# BRIEF:
Going from the line that contains "Exercise. Locate the bridle" down to the last line in the listing below, reproduce every line exactly and include no others.

# RECORD EXCERPTS:
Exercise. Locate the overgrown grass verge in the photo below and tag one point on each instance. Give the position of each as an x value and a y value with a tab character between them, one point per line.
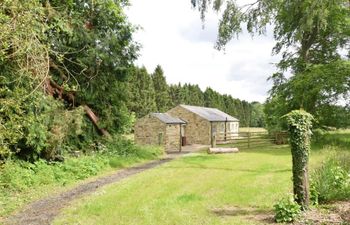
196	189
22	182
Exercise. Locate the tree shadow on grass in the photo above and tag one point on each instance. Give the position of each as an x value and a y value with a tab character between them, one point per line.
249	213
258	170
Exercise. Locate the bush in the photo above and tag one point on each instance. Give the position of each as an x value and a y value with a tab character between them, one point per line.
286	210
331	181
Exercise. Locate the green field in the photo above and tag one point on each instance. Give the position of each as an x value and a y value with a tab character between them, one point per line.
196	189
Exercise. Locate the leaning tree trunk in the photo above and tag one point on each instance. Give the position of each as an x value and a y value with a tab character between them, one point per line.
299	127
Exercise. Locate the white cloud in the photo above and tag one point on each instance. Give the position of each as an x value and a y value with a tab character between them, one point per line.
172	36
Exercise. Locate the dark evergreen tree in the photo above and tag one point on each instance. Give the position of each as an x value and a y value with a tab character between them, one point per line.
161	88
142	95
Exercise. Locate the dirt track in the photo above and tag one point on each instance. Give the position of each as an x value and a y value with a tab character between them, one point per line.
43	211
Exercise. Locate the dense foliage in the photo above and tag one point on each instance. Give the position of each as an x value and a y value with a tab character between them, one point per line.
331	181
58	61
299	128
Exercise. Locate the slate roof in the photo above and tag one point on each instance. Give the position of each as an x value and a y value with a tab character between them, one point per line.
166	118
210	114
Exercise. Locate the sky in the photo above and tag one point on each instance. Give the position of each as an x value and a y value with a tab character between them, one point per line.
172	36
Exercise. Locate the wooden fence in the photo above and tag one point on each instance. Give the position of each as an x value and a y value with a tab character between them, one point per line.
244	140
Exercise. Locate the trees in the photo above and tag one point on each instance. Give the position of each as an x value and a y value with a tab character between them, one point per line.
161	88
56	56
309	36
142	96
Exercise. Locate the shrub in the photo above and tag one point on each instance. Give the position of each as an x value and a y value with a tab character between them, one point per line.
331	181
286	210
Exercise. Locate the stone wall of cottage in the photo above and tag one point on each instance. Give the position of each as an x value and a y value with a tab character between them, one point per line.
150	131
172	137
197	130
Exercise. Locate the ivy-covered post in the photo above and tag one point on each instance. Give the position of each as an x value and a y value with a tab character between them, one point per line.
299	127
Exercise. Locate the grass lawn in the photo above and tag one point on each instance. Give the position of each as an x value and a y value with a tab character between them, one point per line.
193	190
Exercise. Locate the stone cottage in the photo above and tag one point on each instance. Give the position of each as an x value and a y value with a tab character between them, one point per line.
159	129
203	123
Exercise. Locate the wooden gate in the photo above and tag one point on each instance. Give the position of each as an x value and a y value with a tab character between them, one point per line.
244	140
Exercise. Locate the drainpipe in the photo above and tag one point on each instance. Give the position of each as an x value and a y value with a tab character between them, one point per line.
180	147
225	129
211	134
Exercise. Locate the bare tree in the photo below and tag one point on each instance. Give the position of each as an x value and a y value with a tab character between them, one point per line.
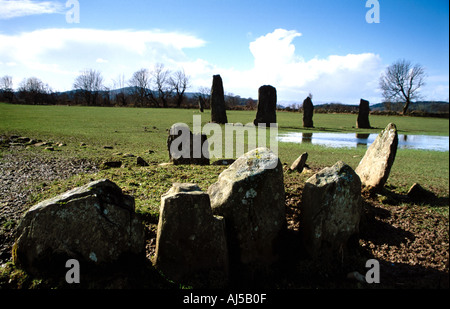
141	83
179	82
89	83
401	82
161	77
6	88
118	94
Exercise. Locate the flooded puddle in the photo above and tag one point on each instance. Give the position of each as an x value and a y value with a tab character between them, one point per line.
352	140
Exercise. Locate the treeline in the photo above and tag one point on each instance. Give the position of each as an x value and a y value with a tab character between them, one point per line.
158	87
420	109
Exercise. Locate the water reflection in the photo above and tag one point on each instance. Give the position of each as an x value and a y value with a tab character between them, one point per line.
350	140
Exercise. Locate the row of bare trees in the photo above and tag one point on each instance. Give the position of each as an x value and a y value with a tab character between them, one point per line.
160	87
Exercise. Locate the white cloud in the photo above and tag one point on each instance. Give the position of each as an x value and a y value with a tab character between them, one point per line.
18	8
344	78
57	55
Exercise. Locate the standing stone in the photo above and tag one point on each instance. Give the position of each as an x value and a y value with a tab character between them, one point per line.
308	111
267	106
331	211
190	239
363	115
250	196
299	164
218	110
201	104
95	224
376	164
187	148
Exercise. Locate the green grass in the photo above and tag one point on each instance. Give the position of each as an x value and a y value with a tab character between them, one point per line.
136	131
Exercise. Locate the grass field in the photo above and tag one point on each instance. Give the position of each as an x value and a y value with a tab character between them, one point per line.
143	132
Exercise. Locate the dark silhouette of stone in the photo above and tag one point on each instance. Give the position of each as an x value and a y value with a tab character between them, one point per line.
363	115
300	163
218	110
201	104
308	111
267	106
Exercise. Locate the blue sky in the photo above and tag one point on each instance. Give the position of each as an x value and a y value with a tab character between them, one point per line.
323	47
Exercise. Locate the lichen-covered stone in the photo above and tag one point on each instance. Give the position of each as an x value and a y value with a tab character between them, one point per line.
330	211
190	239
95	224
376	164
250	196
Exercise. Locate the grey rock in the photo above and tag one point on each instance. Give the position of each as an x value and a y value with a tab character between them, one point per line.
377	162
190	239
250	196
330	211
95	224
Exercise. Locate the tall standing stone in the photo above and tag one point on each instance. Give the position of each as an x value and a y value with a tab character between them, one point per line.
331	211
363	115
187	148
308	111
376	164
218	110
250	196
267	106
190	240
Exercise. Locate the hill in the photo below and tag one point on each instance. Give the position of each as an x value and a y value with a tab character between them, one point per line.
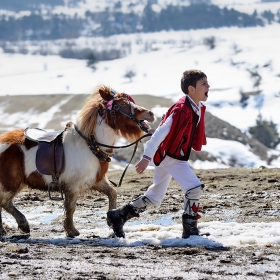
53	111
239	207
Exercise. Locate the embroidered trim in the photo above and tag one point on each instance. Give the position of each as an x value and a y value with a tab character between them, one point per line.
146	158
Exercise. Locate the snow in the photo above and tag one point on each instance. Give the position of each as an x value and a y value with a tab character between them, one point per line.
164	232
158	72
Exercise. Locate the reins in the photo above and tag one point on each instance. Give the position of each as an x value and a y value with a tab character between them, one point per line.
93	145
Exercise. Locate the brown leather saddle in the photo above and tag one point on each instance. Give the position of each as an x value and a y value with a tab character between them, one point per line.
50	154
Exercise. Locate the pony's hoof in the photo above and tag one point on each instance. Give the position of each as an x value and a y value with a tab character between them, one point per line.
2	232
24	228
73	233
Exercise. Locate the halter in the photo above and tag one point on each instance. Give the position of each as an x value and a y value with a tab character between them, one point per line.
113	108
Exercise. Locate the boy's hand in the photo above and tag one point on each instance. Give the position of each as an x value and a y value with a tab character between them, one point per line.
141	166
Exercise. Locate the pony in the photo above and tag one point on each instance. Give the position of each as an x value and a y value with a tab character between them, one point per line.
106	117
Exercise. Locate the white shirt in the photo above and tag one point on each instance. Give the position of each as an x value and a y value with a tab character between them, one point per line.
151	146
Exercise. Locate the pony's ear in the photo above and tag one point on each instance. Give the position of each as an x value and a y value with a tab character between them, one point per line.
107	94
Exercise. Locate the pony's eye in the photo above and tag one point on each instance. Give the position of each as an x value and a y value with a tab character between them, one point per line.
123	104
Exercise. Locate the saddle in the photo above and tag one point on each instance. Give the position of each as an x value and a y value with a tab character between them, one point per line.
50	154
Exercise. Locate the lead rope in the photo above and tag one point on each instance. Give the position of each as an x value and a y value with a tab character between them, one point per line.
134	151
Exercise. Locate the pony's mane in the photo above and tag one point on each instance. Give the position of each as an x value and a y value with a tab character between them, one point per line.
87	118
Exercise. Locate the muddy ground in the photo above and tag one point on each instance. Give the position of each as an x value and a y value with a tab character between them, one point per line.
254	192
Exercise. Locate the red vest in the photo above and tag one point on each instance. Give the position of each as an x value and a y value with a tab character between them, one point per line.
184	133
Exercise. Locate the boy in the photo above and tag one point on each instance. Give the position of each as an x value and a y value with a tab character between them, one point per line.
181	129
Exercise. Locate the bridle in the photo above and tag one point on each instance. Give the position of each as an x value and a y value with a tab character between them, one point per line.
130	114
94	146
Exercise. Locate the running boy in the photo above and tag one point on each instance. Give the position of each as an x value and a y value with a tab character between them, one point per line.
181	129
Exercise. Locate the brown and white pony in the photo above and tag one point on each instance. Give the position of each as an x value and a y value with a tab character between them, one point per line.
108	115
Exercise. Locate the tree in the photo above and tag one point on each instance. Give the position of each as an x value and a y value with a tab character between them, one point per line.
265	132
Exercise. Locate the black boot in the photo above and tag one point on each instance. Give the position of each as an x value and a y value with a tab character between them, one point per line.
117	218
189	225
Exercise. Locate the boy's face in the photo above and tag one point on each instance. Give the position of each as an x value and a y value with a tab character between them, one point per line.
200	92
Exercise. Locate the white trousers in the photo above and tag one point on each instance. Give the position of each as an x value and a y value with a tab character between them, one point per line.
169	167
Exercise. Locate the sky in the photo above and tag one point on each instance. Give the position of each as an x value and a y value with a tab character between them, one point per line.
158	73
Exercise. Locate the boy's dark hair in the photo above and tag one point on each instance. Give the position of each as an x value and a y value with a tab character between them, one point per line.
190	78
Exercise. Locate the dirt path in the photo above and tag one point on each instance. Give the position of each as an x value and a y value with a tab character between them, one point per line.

# COMPLETED EXERCISE:
Exercise. Locate the bridle in the photo above and tag one point on each instance. Give the position of each as an x value and a y value with a tab character between them, one point per line.
130	114
94	146
Exercise. Locate the running boy in the photo above and tag one point on each instance. Give the position of each as an x value and a y value with a tab character between them, one point per line.
181	129
Exercise. Locate the brown and white pony in the photo above and tag one point on each instance. Give the position of each as an x value and a y value with a tab character between them, one point per line.
108	115
Exercise. Locate the tree in the photo above and tag one point on each instance. Give the position of each as an x value and a y value with a tab character between them, one point per line.
265	132
Exercise. Locate the black boot in the photo above and tag one point on each instance. Give the position of each as an x value and a y value with a tab character between them, one point per line.
117	218
189	225
Exercise. Locate the boy's face in the photo above and tag one point on each instance. Give the position of each as an x value and a y value with a tab character between them, one point per line.
200	92
Exercise. Locate the white trousers in the photo above and tag one point on each instance. Give the position of each as an x value and a y value with a tab character between them, one point per line.
169	167
Exercise. Locate the sky in the photo above and tag one point on each instance. Give the position of each as an x value and a y value with a tab character between them, one point per line.
158	73
Exercise. Locate the boy's dark hair in the photo above and tag one point on each instance. Give the position of each as an x value and a y value with a tab character between them, one point per line.
190	78
Exercise. Locate the dirt path in the photo above and tag one point on each instance. Give the position of each as an x value and a y value with a tab character between them, one point per line.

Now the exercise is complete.